THE RECORDS |
Start of Block

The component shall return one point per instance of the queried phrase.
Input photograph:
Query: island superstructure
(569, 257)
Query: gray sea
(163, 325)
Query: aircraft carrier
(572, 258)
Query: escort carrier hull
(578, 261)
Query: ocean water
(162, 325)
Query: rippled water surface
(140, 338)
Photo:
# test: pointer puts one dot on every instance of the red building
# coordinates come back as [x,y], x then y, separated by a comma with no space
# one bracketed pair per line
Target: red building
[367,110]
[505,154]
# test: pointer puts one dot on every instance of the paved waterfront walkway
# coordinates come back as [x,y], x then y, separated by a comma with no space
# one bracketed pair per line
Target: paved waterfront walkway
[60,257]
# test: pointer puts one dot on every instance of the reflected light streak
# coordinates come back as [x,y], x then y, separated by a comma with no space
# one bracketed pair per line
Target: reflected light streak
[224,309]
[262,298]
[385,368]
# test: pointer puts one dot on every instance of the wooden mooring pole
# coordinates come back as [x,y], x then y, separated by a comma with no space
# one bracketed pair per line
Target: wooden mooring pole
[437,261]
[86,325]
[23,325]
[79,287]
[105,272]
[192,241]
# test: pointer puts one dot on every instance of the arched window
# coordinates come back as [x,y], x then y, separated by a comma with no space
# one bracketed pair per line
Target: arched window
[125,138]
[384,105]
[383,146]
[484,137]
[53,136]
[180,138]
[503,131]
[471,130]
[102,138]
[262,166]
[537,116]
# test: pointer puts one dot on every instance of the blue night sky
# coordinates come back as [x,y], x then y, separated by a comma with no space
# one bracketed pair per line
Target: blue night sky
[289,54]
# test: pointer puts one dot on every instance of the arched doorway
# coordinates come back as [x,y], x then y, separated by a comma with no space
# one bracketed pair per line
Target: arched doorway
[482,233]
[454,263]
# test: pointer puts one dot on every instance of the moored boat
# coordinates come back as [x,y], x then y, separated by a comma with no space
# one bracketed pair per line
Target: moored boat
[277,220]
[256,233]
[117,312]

End of Block

EXERCISE DETAILS |
Scan the lines above for "Query: rippled water surface" and for "the wooden mooring pole". Repeat exactly the line holding each of them and every line in between.

SOLUTION |
Query: rippled water surface
(140, 338)
Photo:
# test: pointer puts one dot on every instance of the red building
# coordinates come back as [x,y], x then y, separated by a comma with no space
# one bracketed pair per line
Target: red building
[367,110]
[505,154]
# test: pointer puts one dot on every instance of the paved waterfront walkway
# coordinates come back as [x,y], x then y, separated by a comma with no space
# one bracketed pair per line
Target: paved waterfront walkway
[60,257]
# test: pointer puts one dot on every instance of the reflected light streak
# coordinates come back as [x,y], x then y, separated by a comma with no space
# one bracketed pair per line
Target: reflected light streak
[224,309]
[262,298]
[385,368]
# test: pointer puts one dot on every instance of the wooden mooring pole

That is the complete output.